Assignment: Copy each line of the entries beneath that contains the word "aircraft".

Working data:
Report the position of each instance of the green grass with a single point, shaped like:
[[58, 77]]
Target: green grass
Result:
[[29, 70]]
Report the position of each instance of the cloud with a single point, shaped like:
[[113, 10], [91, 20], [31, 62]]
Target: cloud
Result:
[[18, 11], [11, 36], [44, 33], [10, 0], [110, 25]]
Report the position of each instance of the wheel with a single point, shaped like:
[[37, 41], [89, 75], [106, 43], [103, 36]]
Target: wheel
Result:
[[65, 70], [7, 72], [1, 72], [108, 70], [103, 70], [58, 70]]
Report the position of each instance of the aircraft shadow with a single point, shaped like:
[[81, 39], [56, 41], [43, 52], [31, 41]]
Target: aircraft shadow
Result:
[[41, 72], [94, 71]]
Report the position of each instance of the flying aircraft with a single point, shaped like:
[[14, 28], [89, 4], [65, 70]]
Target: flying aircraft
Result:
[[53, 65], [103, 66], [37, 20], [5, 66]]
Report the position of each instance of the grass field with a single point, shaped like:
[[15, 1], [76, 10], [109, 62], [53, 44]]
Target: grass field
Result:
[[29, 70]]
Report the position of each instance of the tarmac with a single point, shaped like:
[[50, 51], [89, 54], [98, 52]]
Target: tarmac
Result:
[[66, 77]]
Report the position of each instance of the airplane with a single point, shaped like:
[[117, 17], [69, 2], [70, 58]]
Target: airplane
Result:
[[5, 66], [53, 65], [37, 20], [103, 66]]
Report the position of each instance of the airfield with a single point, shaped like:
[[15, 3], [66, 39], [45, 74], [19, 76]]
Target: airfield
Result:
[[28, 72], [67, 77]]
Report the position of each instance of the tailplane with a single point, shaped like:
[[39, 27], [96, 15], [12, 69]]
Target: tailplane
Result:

Solution to this exercise:
Report the position of each instance of the aircraft shadow with a single point, shaped like:
Target: aircraft shadow
Report the position of each instance of the flying aircraft with a single point, shaped like:
Target: flying aircraft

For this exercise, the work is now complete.